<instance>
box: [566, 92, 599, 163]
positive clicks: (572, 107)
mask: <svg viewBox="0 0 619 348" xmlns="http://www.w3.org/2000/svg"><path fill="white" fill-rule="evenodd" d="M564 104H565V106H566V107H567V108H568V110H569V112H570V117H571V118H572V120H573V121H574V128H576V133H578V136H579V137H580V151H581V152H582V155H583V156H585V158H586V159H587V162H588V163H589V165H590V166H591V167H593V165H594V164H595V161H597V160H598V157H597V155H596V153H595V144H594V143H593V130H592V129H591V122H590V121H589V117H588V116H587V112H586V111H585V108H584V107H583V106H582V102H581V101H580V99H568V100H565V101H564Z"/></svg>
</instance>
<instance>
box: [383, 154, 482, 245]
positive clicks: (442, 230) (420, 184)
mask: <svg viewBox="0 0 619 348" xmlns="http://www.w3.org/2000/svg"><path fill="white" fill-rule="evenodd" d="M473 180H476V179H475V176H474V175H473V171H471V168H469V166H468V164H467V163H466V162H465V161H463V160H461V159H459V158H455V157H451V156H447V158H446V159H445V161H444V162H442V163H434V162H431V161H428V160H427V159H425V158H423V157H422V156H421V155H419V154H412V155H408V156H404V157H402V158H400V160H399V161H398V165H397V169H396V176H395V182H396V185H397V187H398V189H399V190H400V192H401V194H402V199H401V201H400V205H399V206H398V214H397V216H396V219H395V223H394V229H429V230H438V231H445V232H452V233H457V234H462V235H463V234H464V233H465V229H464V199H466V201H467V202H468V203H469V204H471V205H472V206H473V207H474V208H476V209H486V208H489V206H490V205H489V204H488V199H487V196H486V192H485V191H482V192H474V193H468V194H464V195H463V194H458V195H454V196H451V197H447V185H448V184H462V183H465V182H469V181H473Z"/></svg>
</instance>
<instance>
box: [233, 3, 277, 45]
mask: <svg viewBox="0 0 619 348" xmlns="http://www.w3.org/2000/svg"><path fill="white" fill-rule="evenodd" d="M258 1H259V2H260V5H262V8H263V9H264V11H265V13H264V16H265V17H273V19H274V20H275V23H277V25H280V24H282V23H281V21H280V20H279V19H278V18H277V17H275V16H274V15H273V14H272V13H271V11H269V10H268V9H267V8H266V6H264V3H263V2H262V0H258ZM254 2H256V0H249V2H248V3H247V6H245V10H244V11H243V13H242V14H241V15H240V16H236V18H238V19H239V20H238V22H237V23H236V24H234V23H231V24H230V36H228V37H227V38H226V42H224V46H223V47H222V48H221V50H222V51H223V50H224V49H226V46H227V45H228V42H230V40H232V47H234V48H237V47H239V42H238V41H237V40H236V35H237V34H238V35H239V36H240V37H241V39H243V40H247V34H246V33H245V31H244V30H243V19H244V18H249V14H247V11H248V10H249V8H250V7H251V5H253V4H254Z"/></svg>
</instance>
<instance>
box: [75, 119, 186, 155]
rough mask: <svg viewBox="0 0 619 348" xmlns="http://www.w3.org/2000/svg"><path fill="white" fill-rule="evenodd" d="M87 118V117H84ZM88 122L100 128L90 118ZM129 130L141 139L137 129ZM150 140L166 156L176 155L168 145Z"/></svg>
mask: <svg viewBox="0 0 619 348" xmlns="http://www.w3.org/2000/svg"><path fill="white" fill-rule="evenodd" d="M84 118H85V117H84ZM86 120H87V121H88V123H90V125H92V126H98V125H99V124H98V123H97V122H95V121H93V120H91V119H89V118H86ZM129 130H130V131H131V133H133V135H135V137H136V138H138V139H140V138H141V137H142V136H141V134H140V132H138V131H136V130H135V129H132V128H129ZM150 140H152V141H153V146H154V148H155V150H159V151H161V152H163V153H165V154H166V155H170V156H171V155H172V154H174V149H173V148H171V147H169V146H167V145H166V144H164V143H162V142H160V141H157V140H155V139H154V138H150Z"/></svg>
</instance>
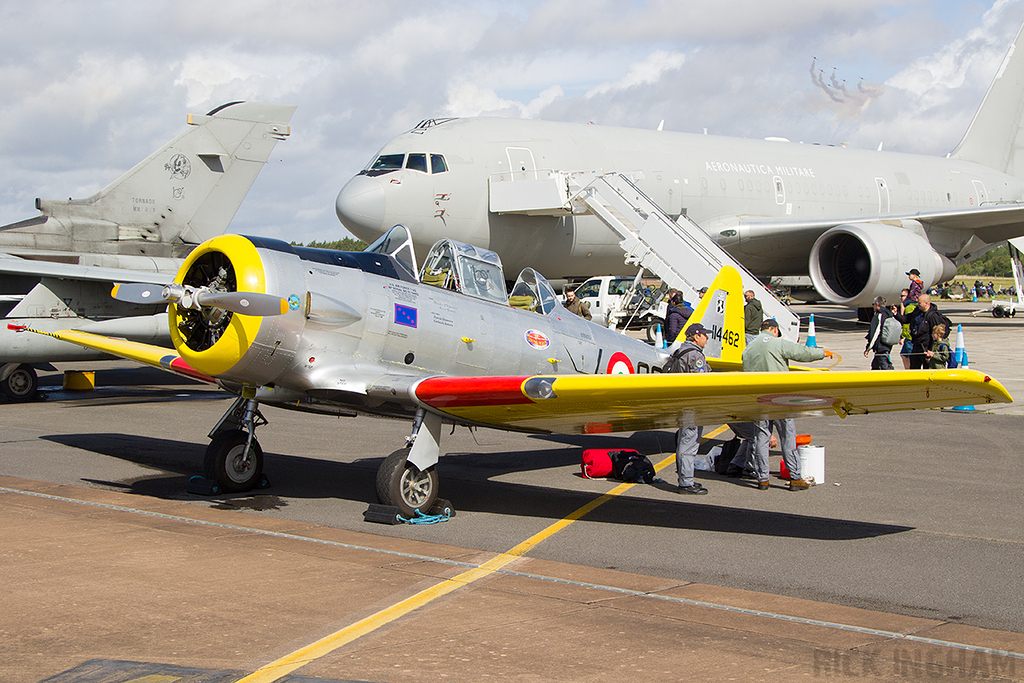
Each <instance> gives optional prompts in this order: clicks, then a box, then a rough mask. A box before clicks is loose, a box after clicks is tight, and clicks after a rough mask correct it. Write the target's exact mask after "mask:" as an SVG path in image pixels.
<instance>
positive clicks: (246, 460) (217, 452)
mask: <svg viewBox="0 0 1024 683" xmlns="http://www.w3.org/2000/svg"><path fill="white" fill-rule="evenodd" d="M265 424H266V419H265V418H264V417H263V416H262V414H260V412H259V401H257V400H256V399H255V398H247V397H245V396H240V397H239V398H238V399H236V401H234V402H233V403H231V407H230V408H229V409H228V410H227V412H226V413H225V414H224V417H222V418H221V419H220V422H218V423H217V426H216V427H214V428H213V431H211V432H210V438H212V439H213V440H212V441H210V445H208V446H207V447H206V455H205V456H204V458H203V466H204V468H205V470H206V476H207V478H208V479H213V480H214V481H216V482H217V483H218V484H220V487H221V489H222V490H224V492H227V493H232V494H237V493H240V492H244V490H250V489H252V488H254V487H255V486H256V485H257V484H258V483H259V481H260V477H261V476H262V474H263V449H261V447H260V444H259V441H258V440H256V427H259V426H262V425H265Z"/></svg>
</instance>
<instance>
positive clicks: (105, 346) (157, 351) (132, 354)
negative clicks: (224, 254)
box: [7, 325, 217, 384]
mask: <svg viewBox="0 0 1024 683" xmlns="http://www.w3.org/2000/svg"><path fill="white" fill-rule="evenodd" d="M7 327H8V328H9V329H13V330H15V331H19V332H33V333H35V334H38V335H46V336H47V337H53V338H54V339H59V340H60V341H66V342H71V343H72V344H78V345H79V346H84V347H86V348H91V349H95V350H97V351H102V352H103V353H110V354H111V355H116V356H118V357H121V358H126V359H128V360H134V361H135V362H141V364H142V365H145V366H151V367H153V368H157V369H159V370H164V371H167V372H169V373H174V374H175V375H181V376H182V377H188V378H190V379H194V380H200V381H201V382H209V383H210V384H216V383H217V381H216V380H215V379H213V378H212V377H209V376H207V375H204V374H203V373H201V372H199V371H197V370H196V369H195V368H193V367H191V366H189V365H188V364H187V362H185V361H184V360H183V359H182V358H181V356H180V355H178V353H177V351H175V350H173V349H169V348H163V347H162V346H155V345H153V344H143V343H141V342H133V341H128V340H126V339H114V338H112V337H104V336H102V335H94V334H92V333H89V332H81V331H79V330H60V331H58V332H43V331H42V330H33V329H32V328H29V327H23V326H12V325H8V326H7Z"/></svg>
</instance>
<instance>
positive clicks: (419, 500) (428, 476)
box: [377, 449, 439, 517]
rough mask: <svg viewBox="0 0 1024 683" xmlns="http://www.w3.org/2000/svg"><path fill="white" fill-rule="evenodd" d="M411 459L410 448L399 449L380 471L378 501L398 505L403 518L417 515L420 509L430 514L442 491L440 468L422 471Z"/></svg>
mask: <svg viewBox="0 0 1024 683" xmlns="http://www.w3.org/2000/svg"><path fill="white" fill-rule="evenodd" d="M408 458H409V449H398V450H397V451H395V452H394V453H392V454H391V455H390V456H388V457H387V458H385V459H384V462H383V463H382V464H381V466H380V469H379V470H377V501H378V502H379V503H380V504H381V505H391V506H394V507H396V508H398V511H399V513H400V514H401V516H402V517H413V516H414V515H415V514H416V511H417V510H420V511H421V512H423V513H427V512H428V511H429V510H430V508H432V507H433V505H434V503H435V502H436V501H437V494H438V490H439V485H438V478H437V470H436V468H434V467H428V468H427V469H426V470H425V471H422V472H421V471H420V470H418V469H417V468H416V466H415V465H413V464H412V463H410V462H409V461H408Z"/></svg>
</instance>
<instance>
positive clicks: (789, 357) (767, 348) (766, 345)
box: [743, 318, 833, 490]
mask: <svg viewBox="0 0 1024 683" xmlns="http://www.w3.org/2000/svg"><path fill="white" fill-rule="evenodd" d="M830 357H833V352H831V351H825V350H823V349H820V348H812V347H808V346H804V345H803V344H797V343H794V342H792V341H787V340H785V339H782V335H781V332H779V329H778V323H776V322H775V321H774V319H772V318H769V319H767V321H765V322H764V323H762V324H761V334H759V335H758V336H757V337H755V338H754V340H753V341H752V342H751V343H750V344H748V345H746V349H745V350H744V351H743V372H744V373H786V372H790V360H797V361H800V362H807V361H810V360H820V359H821V358H830ZM753 424H754V426H755V434H754V444H753V445H754V470H755V471H756V472H757V476H758V488H760V489H761V490H767V489H768V441H769V439H770V438H771V429H772V426H774V427H775V428H776V429H777V430H778V440H779V442H780V444H781V446H782V460H783V461H784V462H785V466H786V467H787V468H788V469H790V490H802V489H805V488H807V487H808V486H810V483H809V482H807V481H805V480H804V478H803V477H802V476H801V473H800V455H799V454H798V453H797V427H796V423H795V422H794V421H793V419H785V420H760V421H758V422H755V423H753Z"/></svg>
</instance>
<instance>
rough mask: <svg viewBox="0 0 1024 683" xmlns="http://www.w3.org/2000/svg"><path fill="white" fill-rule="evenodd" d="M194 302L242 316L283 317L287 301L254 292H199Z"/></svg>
mask: <svg viewBox="0 0 1024 683" xmlns="http://www.w3.org/2000/svg"><path fill="white" fill-rule="evenodd" d="M196 301H197V303H199V305H201V306H213V307H214V308H223V309H224V310H229V311H231V312H232V313H241V314H242V315H284V314H285V313H287V312H288V299H282V298H281V297H278V296H273V295H272V294H257V293H256V292H200V293H199V294H197V295H196Z"/></svg>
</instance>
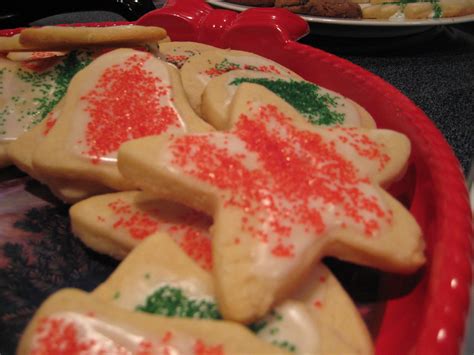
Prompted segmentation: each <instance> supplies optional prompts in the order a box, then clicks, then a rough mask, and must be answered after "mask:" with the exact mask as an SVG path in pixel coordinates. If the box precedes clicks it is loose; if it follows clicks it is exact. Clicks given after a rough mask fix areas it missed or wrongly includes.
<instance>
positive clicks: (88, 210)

----

## YOUR TASK
Above are some records; copy exactly the lines from the one with "Each <instance> gives" through the one with "negative clicks: (224, 254)", both included, and no others.

## SOLUTION FOR THIS TASK
Each <instance> gives optional prompts in this order: clicks, then a box, then a rough mask. A box before clicks is loose, a box after clicks is tight, and clicks after a rough mask correct it. Write the target's exact mask after "mask:" as an SVG path in image pixels.
<instance>
positive clicks: (246, 460) (217, 452)
mask: <svg viewBox="0 0 1024 683" xmlns="http://www.w3.org/2000/svg"><path fill="white" fill-rule="evenodd" d="M265 424H266V419H265V418H264V417H263V416H262V414H260V412H259V401H257V400H256V399H255V398H247V397H245V396H240V397H239V398H238V399H236V401H234V402H233V403H231V407H230V408H229V409H228V410H227V412H226V413H225V414H224V417H222V418H221V419H220V422H218V423H217V426H216V427H214V428H213V431H211V432H210V438H212V439H213V440H212V441H210V445H208V446H207V447H206V455H205V456H204V458H203V466H204V468H205V470H206V476H207V478H208V479H213V480H214V481H216V482H217V483H218V484H220V487H221V489H222V490H224V492H227V493H232V494H237V493H240V492H244V490H250V489H252V488H254V487H255V486H256V485H257V484H258V483H259V481H260V477H261V476H262V474H263V449H261V447H260V444H259V441H258V440H256V427H259V426H262V425H265Z"/></svg>
</instance>
<instance>
positive clicks: (105, 346) (157, 351) (132, 354)
negative clicks: (224, 254)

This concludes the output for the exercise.